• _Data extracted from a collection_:
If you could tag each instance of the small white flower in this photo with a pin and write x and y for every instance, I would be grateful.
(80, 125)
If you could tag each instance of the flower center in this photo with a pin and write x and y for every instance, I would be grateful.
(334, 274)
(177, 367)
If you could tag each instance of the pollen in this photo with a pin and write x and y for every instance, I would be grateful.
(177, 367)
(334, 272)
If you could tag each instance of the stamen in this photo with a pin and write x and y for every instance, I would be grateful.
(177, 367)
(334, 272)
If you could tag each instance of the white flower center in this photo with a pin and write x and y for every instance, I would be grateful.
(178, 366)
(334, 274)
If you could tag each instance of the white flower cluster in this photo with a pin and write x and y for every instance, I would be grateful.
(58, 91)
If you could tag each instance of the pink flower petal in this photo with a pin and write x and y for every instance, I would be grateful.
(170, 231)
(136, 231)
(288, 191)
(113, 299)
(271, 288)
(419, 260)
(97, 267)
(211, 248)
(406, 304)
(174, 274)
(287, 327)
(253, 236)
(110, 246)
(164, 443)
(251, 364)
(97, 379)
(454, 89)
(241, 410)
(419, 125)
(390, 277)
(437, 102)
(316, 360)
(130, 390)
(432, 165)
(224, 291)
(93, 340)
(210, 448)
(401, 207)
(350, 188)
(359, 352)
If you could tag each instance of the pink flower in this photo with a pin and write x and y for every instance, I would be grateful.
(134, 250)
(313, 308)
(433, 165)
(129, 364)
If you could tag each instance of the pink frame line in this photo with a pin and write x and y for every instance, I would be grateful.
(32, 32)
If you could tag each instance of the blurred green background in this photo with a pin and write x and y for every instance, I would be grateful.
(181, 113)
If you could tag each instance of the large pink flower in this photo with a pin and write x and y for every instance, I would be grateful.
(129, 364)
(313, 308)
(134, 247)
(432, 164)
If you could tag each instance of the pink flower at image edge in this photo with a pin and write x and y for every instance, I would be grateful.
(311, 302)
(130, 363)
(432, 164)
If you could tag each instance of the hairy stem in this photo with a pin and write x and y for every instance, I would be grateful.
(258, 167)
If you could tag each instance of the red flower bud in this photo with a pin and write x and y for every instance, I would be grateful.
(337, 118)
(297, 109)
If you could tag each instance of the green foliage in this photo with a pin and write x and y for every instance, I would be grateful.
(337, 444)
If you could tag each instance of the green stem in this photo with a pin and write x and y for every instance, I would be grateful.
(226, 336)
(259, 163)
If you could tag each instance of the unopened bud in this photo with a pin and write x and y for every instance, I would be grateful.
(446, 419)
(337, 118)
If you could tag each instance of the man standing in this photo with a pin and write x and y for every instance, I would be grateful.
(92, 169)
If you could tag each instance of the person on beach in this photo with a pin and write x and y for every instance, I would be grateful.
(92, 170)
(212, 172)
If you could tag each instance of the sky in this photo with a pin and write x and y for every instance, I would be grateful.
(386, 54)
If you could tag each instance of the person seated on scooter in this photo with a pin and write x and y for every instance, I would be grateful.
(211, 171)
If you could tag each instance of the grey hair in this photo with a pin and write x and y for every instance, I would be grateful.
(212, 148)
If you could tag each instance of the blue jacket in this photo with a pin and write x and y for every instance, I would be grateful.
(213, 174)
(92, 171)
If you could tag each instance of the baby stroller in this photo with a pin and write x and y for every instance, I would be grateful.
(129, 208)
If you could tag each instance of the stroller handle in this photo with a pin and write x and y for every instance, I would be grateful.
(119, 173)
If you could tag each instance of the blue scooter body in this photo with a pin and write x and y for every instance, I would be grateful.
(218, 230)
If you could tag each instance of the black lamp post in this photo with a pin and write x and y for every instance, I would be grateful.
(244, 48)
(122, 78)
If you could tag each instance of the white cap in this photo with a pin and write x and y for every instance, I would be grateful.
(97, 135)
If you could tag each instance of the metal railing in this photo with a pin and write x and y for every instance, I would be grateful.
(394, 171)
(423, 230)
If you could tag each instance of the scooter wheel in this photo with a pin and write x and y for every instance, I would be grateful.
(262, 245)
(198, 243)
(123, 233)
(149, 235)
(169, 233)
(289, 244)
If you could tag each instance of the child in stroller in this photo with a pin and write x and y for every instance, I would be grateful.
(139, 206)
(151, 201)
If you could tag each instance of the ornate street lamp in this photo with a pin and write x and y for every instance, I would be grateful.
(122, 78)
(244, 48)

• _Directions for this task_:
Copy the data above from the line with "If you could tag each instance of the metal" through the end of the data, requests included, and add 70 to every x and y coordinate in the answers.

• _Result for this task_:
If you could tag each instance of the metal railing in this photo with a pin and write x and y for every instance, I would be grateful.
(464, 241)
(493, 300)
If you could tag each instance of the scooter wheel in this photo with a pin and write x and y for every instance, I would be grateful.
(332, 315)
(268, 313)
(193, 303)
(219, 305)
(239, 303)
(359, 314)
If you could tag each instance of the child in stroller in this photo with a pin and write x and y for every instance, I would be grateful.
(209, 276)
(221, 271)
If you could tag each instance of the ornate street lamp in this photo with a pin and write x and y for every instance, I would be grateful.
(192, 148)
(314, 118)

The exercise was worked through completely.